How to complete this task: Reproduce every record below exactly, without the pictures.

..............................

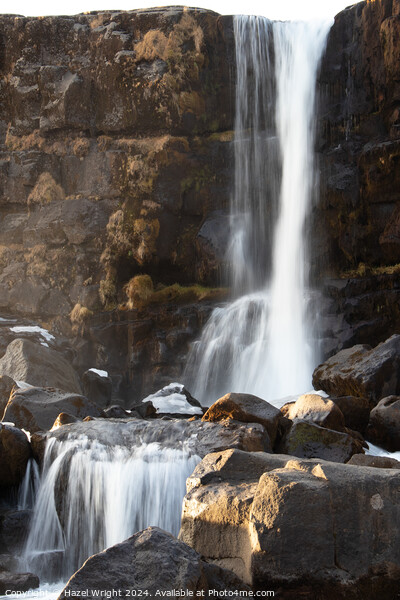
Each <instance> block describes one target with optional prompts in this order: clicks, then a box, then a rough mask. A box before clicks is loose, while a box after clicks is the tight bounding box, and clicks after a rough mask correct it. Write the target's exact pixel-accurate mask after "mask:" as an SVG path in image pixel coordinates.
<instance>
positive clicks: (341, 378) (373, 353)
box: [313, 335, 400, 404]
mask: <svg viewBox="0 0 400 600" xmlns="http://www.w3.org/2000/svg"><path fill="white" fill-rule="evenodd" d="M313 386H314V388H315V389H322V390H324V391H325V392H326V393H327V394H329V395H330V396H359V397H363V398H368V400H370V401H371V402H373V403H374V404H377V402H378V401H379V400H380V399H381V398H384V397H385V396H389V395H391V394H400V335H392V337H390V338H389V339H388V340H386V341H385V342H382V343H381V344H379V345H378V346H376V347H375V348H372V349H371V347H370V346H366V345H358V346H353V347H352V348H348V349H346V350H341V351H340V352H338V353H337V354H335V355H334V356H332V357H331V358H329V359H328V360H327V361H326V362H324V363H323V364H321V365H319V366H318V367H317V368H316V369H315V371H314V373H313Z"/></svg>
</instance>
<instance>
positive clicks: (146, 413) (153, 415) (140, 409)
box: [131, 400, 157, 419]
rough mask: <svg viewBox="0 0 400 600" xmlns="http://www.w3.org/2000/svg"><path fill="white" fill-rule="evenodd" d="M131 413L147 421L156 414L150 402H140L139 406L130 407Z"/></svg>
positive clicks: (152, 403)
mask: <svg viewBox="0 0 400 600" xmlns="http://www.w3.org/2000/svg"><path fill="white" fill-rule="evenodd" d="M131 411H133V413H137V414H138V416H139V418H142V419H147V418H149V417H155V416H156V414H157V410H156V409H155V408H154V406H153V403H152V402H151V401H147V402H146V401H145V400H143V402H141V403H140V404H134V405H133V406H131Z"/></svg>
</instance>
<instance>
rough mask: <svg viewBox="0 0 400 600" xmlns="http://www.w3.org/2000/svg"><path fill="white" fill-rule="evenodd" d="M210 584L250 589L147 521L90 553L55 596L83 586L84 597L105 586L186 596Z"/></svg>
mask: <svg viewBox="0 0 400 600" xmlns="http://www.w3.org/2000/svg"><path fill="white" fill-rule="evenodd" d="M210 588H211V589H213V590H227V591H232V592H234V591H236V590H242V591H249V588H248V587H247V586H245V585H243V583H242V582H241V581H239V580H238V578H237V577H235V575H234V574H232V573H230V572H228V571H226V570H223V569H221V568H218V567H215V565H209V564H207V563H206V562H205V561H203V560H202V558H201V556H200V555H199V554H198V553H197V552H196V551H195V550H193V549H192V548H190V547H189V546H187V545H186V544H184V543H183V542H181V541H179V540H177V539H175V538H174V537H173V536H172V535H171V534H169V533H167V532H165V531H162V530H161V529H158V528H157V527H148V528H147V529H145V530H143V531H140V532H139V533H136V534H135V535H133V536H132V537H130V538H129V539H127V540H126V541H124V542H122V543H120V544H116V545H115V546H112V547H111V548H108V549H107V550H105V551H104V552H100V553H99V554H95V555H94V556H91V557H90V558H89V559H88V560H87V561H86V562H85V563H84V565H83V566H82V567H81V568H80V569H79V571H77V572H76V573H75V574H74V575H73V576H72V577H71V579H70V580H69V581H68V583H67V585H66V587H65V588H64V589H63V591H62V592H61V594H60V596H59V597H58V600H64V598H70V597H71V596H76V595H79V592H82V591H85V592H86V590H87V594H85V595H86V597H88V598H95V597H97V595H96V589H97V590H99V589H100V590H104V592H103V594H104V593H106V592H109V593H114V594H115V593H118V597H122V598H127V597H132V595H133V596H136V594H137V593H141V592H145V595H147V594H148V595H149V597H150V598H151V597H153V598H154V597H157V596H162V595H167V596H175V595H178V596H179V594H180V592H181V591H182V590H185V595H186V597H188V596H193V597H195V596H196V595H198V596H200V597H205V596H204V593H205V592H207V591H208V590H209V589H210ZM174 592H178V593H177V594H174Z"/></svg>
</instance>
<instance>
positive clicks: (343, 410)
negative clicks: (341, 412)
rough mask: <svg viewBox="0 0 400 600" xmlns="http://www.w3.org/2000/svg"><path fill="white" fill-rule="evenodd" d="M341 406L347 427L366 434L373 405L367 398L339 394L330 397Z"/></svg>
mask: <svg viewBox="0 0 400 600" xmlns="http://www.w3.org/2000/svg"><path fill="white" fill-rule="evenodd" d="M330 400H332V402H334V403H335V404H336V406H338V407H339V408H340V410H341V411H342V413H343V416H344V422H345V425H346V427H348V428H349V429H352V430H353V431H359V432H360V433H362V434H364V433H365V430H366V428H367V425H368V421H369V413H370V412H371V405H370V403H369V401H368V400H367V398H360V397H357V396H339V397H338V398H332V397H331V398H330Z"/></svg>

..............................

Solution to the problem:
Each <instance> block describes one target with optional prompts in this order: clicks, then a box, then a rough mask. A box before clicks is loose, while a box after clicks is the tight bounding box, and clicks after a rough mask correct it. Write the target's exact pixel-accurate mask after "mask:" as an SVG path in image pixel coordinates.
<instance>
positive clicks: (341, 378) (373, 353)
box: [313, 335, 400, 404]
mask: <svg viewBox="0 0 400 600" xmlns="http://www.w3.org/2000/svg"><path fill="white" fill-rule="evenodd" d="M313 386H314V388H315V389H322V390H324V391H325V392H326V393H327V394H329V395H330V396H359V397H363V398H368V400H370V401H371V402H373V403H374V404H377V402H378V401H379V400H380V399H381V398H384V397H385V396H389V395H391V394H400V335H392V337H390V338H389V339H388V340H386V341H385V342H382V343H381V344H379V345H378V346H376V347H375V348H372V349H371V347H370V346H366V345H358V346H353V347H352V348H348V349H346V350H341V351H340V352H338V353H337V354H335V355H334V356H332V357H331V358H329V359H328V360H327V361H326V362H324V363H323V364H321V365H319V366H318V367H317V368H316V369H315V371H314V373H313Z"/></svg>
</instance>
<instance>
positive clicks: (146, 413) (153, 415) (140, 409)
box: [131, 400, 157, 419]
rough mask: <svg viewBox="0 0 400 600" xmlns="http://www.w3.org/2000/svg"><path fill="white" fill-rule="evenodd" d="M131 413L147 421L156 414L150 402H140L139 406L130 407Z"/></svg>
positive clicks: (152, 403)
mask: <svg viewBox="0 0 400 600" xmlns="http://www.w3.org/2000/svg"><path fill="white" fill-rule="evenodd" d="M131 411H133V413H137V414H138V416H139V418H142V419H147V418H149V417H155V416H156V414H157V410H156V409H155V408H154V406H153V403H152V402H151V401H147V402H146V401H145V400H143V402H141V403H140V404H134V405H133V406H131Z"/></svg>
</instance>
<instance>
rough mask: <svg viewBox="0 0 400 600" xmlns="http://www.w3.org/2000/svg"><path fill="white" fill-rule="evenodd" d="M210 584L250 589L147 521L90 553L55 596L83 586L84 597L105 586L186 596Z"/></svg>
mask: <svg viewBox="0 0 400 600" xmlns="http://www.w3.org/2000/svg"><path fill="white" fill-rule="evenodd" d="M210 588H211V589H213V590H227V591H232V592H234V591H236V590H242V591H249V588H248V587H247V586H245V585H243V583H242V582H241V581H239V580H238V578H237V577H235V575H234V574H232V573H230V572H228V571H226V570H223V569H221V568H218V567H215V565H209V564H207V563H206V562H205V561H203V560H202V558H201V556H200V555H199V554H198V553H197V552H196V551H195V550H193V549H192V548H190V547H189V546H187V545H186V544H184V543H183V542H181V541H179V540H177V539H175V538H174V537H173V536H172V535H171V534H169V533H167V532H165V531H162V530H161V529H158V528H157V527H148V528H147V529H145V530H143V531H140V532H139V533H136V534H135V535H133V536H132V537H130V538H129V539H127V540H126V541H124V542H122V543H120V544H116V545H115V546H112V547H111V548H108V549H107V550H105V551H104V552H100V553H99V554H95V555H94V556H91V557H90V558H89V559H88V560H87V561H86V562H85V563H84V565H83V566H82V567H81V568H80V569H79V571H77V572H76V573H75V574H74V575H73V576H72V577H71V579H70V580H69V581H68V583H67V585H66V587H65V588H64V589H63V591H62V592H61V594H60V596H59V597H58V600H64V598H70V597H71V596H76V595H79V592H82V591H85V592H86V590H87V594H85V595H86V597H88V598H95V597H97V595H96V589H97V590H99V589H100V590H104V592H103V594H104V593H106V592H109V593H114V594H115V593H118V597H122V598H127V597H132V595H133V596H136V594H137V593H141V592H145V595H147V594H148V595H149V597H150V598H151V597H153V598H154V597H157V596H162V595H167V596H175V595H178V596H179V594H180V592H181V591H182V590H185V595H186V597H188V596H193V597H195V596H196V595H198V596H200V597H205V596H204V593H205V592H207V591H208V590H209V589H210ZM174 592H178V593H177V594H174Z"/></svg>
</instance>
<instance>
positive clicks: (343, 410)
negative clicks: (341, 412)
rough mask: <svg viewBox="0 0 400 600" xmlns="http://www.w3.org/2000/svg"><path fill="white" fill-rule="evenodd" d="M341 406L347 427L366 434L373 405L367 398L339 394L330 397Z"/></svg>
mask: <svg viewBox="0 0 400 600" xmlns="http://www.w3.org/2000/svg"><path fill="white" fill-rule="evenodd" d="M330 400H332V402H334V403H335V404H336V406H338V407H339V408H340V410H341V411H342V413H343V416H344V422H345V425H346V427H348V428H349V429H352V430H353V431H359V432H360V433H362V434H364V433H365V430H366V428H367V425H368V421H369V413H370V412H371V405H370V403H369V401H368V400H367V398H360V397H357V396H339V397H338V398H332V397H331V398H330Z"/></svg>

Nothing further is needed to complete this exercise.